Records from a point labeling set:

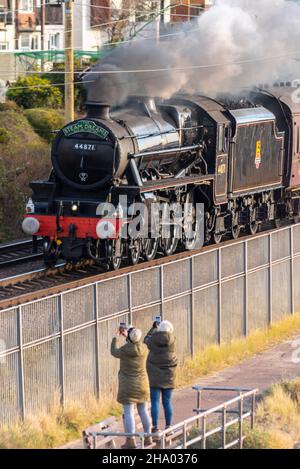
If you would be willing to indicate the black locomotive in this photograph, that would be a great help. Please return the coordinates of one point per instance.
(238, 157)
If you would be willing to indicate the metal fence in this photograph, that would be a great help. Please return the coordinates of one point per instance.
(60, 345)
(194, 431)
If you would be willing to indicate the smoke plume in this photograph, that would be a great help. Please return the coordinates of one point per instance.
(235, 44)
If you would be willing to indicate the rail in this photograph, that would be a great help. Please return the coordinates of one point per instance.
(195, 429)
(19, 251)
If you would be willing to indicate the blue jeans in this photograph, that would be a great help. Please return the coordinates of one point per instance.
(129, 421)
(167, 405)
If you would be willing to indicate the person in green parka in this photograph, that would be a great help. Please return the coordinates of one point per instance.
(161, 368)
(133, 381)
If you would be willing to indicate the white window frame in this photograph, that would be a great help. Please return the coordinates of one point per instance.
(26, 6)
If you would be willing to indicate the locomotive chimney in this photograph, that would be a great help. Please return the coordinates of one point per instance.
(98, 110)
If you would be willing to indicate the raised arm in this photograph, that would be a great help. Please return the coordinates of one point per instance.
(149, 335)
(115, 350)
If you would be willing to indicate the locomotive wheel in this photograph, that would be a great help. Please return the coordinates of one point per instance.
(278, 223)
(253, 227)
(51, 253)
(191, 224)
(217, 238)
(115, 249)
(235, 229)
(150, 248)
(169, 245)
(134, 252)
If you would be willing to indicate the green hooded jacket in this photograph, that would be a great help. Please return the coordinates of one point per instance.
(133, 380)
(162, 359)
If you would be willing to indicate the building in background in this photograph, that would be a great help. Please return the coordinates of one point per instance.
(189, 9)
(25, 38)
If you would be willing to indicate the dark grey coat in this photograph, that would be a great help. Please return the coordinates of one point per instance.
(133, 380)
(162, 359)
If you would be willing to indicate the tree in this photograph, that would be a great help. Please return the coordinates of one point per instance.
(33, 91)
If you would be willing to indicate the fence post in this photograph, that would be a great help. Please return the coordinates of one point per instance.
(220, 295)
(129, 290)
(184, 436)
(203, 441)
(192, 315)
(224, 420)
(246, 289)
(241, 413)
(61, 349)
(253, 404)
(161, 281)
(292, 269)
(270, 281)
(97, 351)
(21, 387)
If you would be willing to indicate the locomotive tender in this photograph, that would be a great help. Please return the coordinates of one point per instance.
(240, 158)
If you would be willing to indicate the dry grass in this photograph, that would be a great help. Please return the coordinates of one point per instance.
(58, 426)
(217, 357)
(278, 420)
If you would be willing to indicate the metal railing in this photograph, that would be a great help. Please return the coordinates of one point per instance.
(195, 429)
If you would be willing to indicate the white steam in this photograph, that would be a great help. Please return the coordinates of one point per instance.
(235, 44)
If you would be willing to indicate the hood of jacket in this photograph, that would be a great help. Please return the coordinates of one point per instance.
(162, 339)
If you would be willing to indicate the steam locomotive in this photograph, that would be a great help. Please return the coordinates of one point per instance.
(238, 157)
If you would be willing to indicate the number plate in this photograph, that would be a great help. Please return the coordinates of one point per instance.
(85, 147)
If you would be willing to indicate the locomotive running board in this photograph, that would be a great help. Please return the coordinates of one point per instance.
(168, 183)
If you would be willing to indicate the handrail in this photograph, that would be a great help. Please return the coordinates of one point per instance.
(201, 417)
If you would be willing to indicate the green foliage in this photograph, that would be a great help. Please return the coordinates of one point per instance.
(79, 90)
(24, 158)
(34, 91)
(4, 135)
(45, 121)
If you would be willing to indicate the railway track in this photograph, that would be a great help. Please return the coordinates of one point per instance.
(18, 252)
(41, 282)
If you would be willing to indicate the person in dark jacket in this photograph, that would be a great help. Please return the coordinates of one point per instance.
(133, 381)
(161, 369)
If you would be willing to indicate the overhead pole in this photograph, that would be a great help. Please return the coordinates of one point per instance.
(43, 33)
(69, 61)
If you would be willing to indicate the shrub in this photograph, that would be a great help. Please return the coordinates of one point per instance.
(45, 121)
(34, 91)
(4, 135)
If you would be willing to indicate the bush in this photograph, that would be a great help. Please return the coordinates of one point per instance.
(4, 135)
(45, 121)
(34, 91)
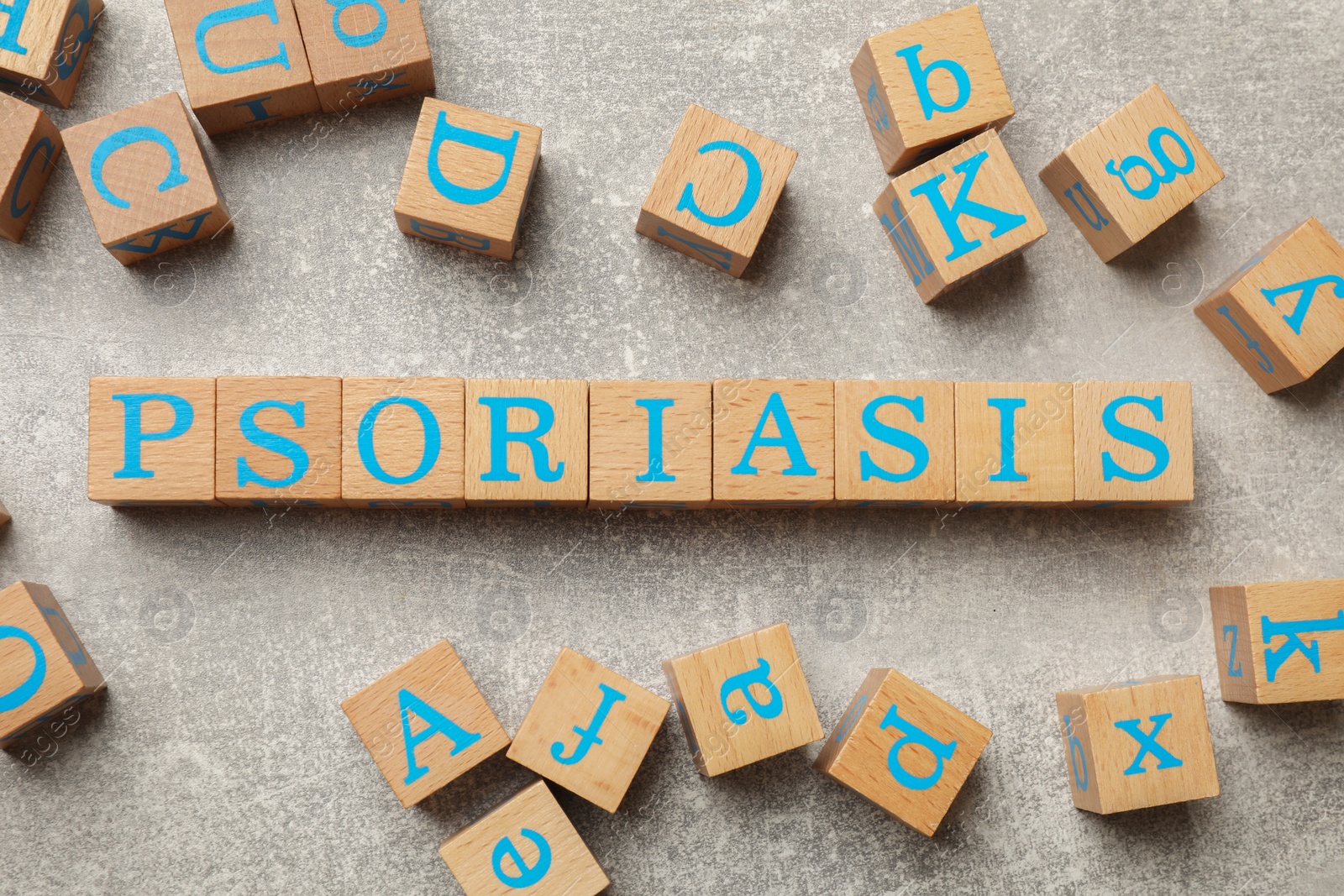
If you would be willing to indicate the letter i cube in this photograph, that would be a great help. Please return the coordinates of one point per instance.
(1137, 743)
(716, 191)
(425, 723)
(145, 179)
(1283, 313)
(468, 177)
(44, 665)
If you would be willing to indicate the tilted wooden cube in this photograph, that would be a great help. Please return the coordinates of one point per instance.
(716, 191)
(927, 85)
(1137, 743)
(1283, 313)
(145, 179)
(1131, 174)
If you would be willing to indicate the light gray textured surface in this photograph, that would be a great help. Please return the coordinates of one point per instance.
(221, 762)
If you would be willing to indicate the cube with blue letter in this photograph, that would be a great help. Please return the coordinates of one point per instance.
(467, 179)
(425, 723)
(1137, 743)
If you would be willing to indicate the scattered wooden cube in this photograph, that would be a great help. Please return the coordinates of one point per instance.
(1133, 443)
(1131, 174)
(403, 443)
(145, 179)
(651, 443)
(1137, 743)
(773, 443)
(528, 842)
(716, 191)
(468, 177)
(958, 215)
(927, 85)
(1280, 641)
(44, 665)
(895, 443)
(152, 441)
(528, 443)
(1283, 313)
(425, 723)
(589, 730)
(743, 700)
(277, 441)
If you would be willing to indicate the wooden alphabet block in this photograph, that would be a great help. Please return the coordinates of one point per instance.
(152, 441)
(904, 748)
(277, 441)
(927, 85)
(716, 191)
(1131, 174)
(1280, 641)
(145, 179)
(468, 177)
(651, 443)
(526, 842)
(773, 443)
(958, 215)
(589, 730)
(1137, 743)
(1133, 443)
(403, 443)
(528, 443)
(895, 443)
(44, 665)
(242, 63)
(743, 700)
(30, 145)
(1283, 313)
(425, 723)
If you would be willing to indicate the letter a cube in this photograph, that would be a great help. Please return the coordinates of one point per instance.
(743, 700)
(1131, 174)
(44, 665)
(425, 723)
(716, 191)
(468, 177)
(1137, 743)
(1283, 313)
(145, 179)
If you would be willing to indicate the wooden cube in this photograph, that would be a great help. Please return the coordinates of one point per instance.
(242, 63)
(44, 47)
(528, 443)
(927, 85)
(651, 443)
(528, 842)
(468, 177)
(895, 443)
(365, 51)
(403, 443)
(904, 748)
(277, 441)
(1133, 443)
(1131, 174)
(145, 179)
(1137, 743)
(716, 191)
(30, 145)
(958, 215)
(743, 700)
(1280, 641)
(773, 443)
(589, 730)
(425, 723)
(44, 665)
(152, 441)
(1283, 313)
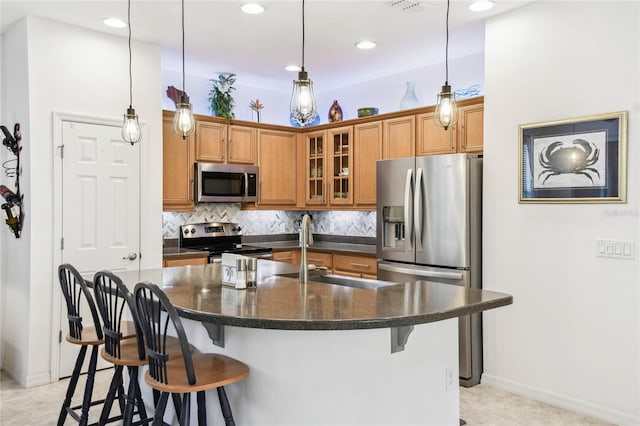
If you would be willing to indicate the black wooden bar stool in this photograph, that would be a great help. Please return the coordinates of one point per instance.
(114, 301)
(195, 372)
(75, 291)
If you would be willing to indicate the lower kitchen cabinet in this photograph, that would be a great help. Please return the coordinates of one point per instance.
(355, 266)
(287, 256)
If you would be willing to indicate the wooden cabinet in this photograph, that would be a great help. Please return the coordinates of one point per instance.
(177, 173)
(471, 128)
(432, 139)
(320, 258)
(287, 256)
(277, 157)
(399, 137)
(355, 266)
(367, 149)
(340, 155)
(316, 170)
(223, 143)
(184, 262)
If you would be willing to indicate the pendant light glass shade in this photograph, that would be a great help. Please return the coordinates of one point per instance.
(303, 101)
(184, 124)
(446, 110)
(131, 128)
(446, 114)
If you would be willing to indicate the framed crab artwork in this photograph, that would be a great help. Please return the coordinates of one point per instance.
(578, 160)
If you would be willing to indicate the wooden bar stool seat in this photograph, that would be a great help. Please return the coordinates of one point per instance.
(194, 372)
(79, 301)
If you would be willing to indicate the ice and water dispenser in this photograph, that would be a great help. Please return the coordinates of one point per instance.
(393, 227)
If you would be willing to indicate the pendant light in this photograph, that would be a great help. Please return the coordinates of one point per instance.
(446, 110)
(183, 122)
(303, 101)
(130, 127)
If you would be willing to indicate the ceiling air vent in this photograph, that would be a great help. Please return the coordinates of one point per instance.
(405, 5)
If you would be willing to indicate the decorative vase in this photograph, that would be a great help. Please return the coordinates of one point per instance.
(410, 100)
(335, 112)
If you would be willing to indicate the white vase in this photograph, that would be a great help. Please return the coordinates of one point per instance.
(410, 100)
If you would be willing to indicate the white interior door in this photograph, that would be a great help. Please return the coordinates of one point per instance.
(100, 208)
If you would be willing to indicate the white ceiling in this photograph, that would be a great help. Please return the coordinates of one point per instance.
(220, 38)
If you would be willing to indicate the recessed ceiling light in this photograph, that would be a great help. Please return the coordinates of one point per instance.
(366, 44)
(114, 22)
(481, 5)
(252, 8)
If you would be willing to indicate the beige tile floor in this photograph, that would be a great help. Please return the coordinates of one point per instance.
(479, 405)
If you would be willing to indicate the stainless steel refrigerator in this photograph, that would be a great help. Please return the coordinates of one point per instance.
(429, 227)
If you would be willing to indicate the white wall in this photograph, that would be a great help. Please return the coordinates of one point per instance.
(15, 261)
(75, 71)
(384, 93)
(572, 335)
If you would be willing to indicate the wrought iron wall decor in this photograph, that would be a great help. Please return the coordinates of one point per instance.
(12, 168)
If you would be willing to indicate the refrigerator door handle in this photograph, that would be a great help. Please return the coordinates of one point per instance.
(417, 209)
(408, 222)
(453, 275)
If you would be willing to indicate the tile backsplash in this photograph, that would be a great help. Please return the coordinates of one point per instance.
(265, 222)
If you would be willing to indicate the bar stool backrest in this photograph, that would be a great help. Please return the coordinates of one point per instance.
(113, 300)
(74, 289)
(152, 303)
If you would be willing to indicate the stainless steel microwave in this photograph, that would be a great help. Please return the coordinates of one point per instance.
(225, 183)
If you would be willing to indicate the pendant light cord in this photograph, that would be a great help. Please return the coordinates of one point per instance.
(302, 35)
(183, 88)
(130, 74)
(446, 50)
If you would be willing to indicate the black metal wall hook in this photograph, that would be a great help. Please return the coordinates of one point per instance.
(13, 199)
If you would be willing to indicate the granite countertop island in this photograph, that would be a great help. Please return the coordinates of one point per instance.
(319, 353)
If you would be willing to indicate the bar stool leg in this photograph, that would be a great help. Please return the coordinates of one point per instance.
(116, 382)
(72, 385)
(202, 409)
(225, 407)
(88, 389)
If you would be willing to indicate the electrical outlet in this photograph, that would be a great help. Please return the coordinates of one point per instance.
(449, 379)
(619, 249)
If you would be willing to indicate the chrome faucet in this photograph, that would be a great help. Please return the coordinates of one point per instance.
(306, 238)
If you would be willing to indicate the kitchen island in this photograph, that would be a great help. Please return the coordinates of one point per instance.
(324, 354)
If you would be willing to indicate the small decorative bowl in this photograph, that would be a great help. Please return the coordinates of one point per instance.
(365, 112)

> **EXERCISE PROMPT**: Return exactly the lines from the one containing "If you would be willing to indicate the black metal" to the last line of the data, and nothing more.

> **FINAL RESULT**:
If you would be willing to indicate the black metal wall hook in this photograph, that would be a great help. Please return the coordinates of one point per instance.
(13, 199)
If you would be willing to indicate the granite countertop island in this photograph, that would be a great help. Please return the coordinates of one point per instance.
(319, 353)
If you would be willing to indicate the bar stool leg in this photograph, that would be a great help. Please return the coordinates of one point per instance.
(116, 382)
(72, 385)
(202, 409)
(225, 407)
(88, 389)
If you would be willing to indicate the electrical outlet in this photograph, that would be a great help. Please return the coordinates of one point per instance.
(449, 379)
(619, 249)
If you would be willing to indicate the chrome faucet in this photograph, that would be a great help. Please return the coordinates of one point per instance.
(306, 238)
If you would be willing to indicate the kitchen island in this photograph, that would be a great help. Please return the coordinates of one point per instance.
(324, 354)
If you would be willing to indicate the small decorative bowl in this photograph, that would be a great help. Please return the coordinates of one point per instance.
(365, 112)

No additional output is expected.